** Exercise set **
#1 From the depth-first search tutorial, reproduce the passage between "The DFS algorithm starts" and "to node $u$ .", inclusive.
#2 Write the next part of the depth-first search tutorial, starting right after its final sentence.

** Selected extract **
────────────────────────────────────────
Introduction to Depth First Search Algorithm (DFS)

1. Overview

In graph theory, one of the main traversal algorithms is DFS (Depth First Search). In this tutorial, we’ll introduce this algorithm and focus on implementing it in both the recursive and non-recursive ways.

First of all, we’ll explain how does the DFS algorithm work and see how does the recursive version look like. Also, we’ll provide an example to see how does the algorithm traverse over a given graph.

Next, we’ll explain the idea behind the non-recursive version, present its implementation, and provide an example to show how both versions handle the example graph.

Finally, we’ll compare both the recursive and non-recursive versions and show when to use each one.

2. Definitions

Let’s start with defining the DFS algorithm in general, and provide an example to see how the algorithm works.

2.1. General Concept

The DFS algorithm starts from a starting node $u$ . In each step, the algorithm picks one of the non-visited nodes among the adjacents of $u$ and performs a recursive call starting from that node. When all the neighbors of a node are visited, then the algorithm ends for the node $u$ and returns to check the neighbors of the node that initiated the call to node $u$ .

Unlike the BFS algorithm, DFS doesn’t visit nodes on a level-by-level basis. Instead, it keeps going deep as much as possible. Once the algorithm reaches an end, it tries to go deeper from other adjacents of the last visited node. Therefore, the name depth-first search comes from the fact that the algorithm tries to go deeper into the graph in each step.

For simplicity, we’ll assume that the graph is represented in the adjacency list data structure. All the discussed algorithms can be easily modified to be applied in the case of other data structures.

2.2. Example

Consider the following graph example:

Suppose we were to start the DFS operation from node $S$ . Let’s assume that all the neighboring nodes inside the adjacency list are ordered in the increasing order alphabetically. We’ll perform the following operations:

Starting from $S$ , we have two neighbors, $A$ , and $B$ . Hence, we continue from $A$ .
Since $A$ only has one unvisited adjacent $F$ , we continue from that one.
The node $F$ has two unvisited neighbors $D$ and $E$ . Hence, we continue from the node $D$ .
$D$ has only one unvisited neighbor that is $B$ . So, we move to $B$ .
────────────────────────────────────────
** Available data **

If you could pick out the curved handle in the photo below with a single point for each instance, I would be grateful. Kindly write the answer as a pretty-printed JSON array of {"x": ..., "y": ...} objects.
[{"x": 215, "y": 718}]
────────────────────────────────────────
** Replies **
#1
The DFS algorithm starts from a starting node $u$ . In each step, the algorithm picks one of the non-visited nodes among the adjacents of $u$ and performs a recursive call starting from that node. When all the neighbors of a node are visited, then the algorithm ends for the node $u$ and returns to check the neighbors of the node that initiated the call to node $u$ .

#2
Similarly, $B$ has only one unvisited adjacent, which is $C$ . Therefore, the next node should be $C$ . Note that $B$ has also $S$ and $D$ as adjacents. But, these nodes are already visited.
$C$ has only $E$ that is unvisited. Thus, we move to $E$ .
Finally, the node $C$ doesn’t have any unvisited neighbors. The algorithm will retract to $C$ , $B$ , $D$ , $F$ , $A$ , and then $S$ . These nodes won’t have any unvisited adjacents. So, the algorithm simply ends.

As a result, the final order of the visited nodes is { $\boldsymbol{S, A, F, D, B, C, E}$ }.

3. Recursive DFS

Let’s introduce the recursive version of the DFS algorithm. Take a look at the implementation:

algorithm RecursiveDFS(G, root):
    // INPUT
    //     G = the graph stored in the adjacency list
    //     root = the starting node
    // OUTPUT
    //     prints all nodes in the graph in the DFS order

    visited <- initialize all nodes as false
    DFS(root)

function DFS(u):
    if visited[u] = true:
        return
    print(u)
    visited[u] <- true
    for each v in G[u].neighbors():
        DFS(v)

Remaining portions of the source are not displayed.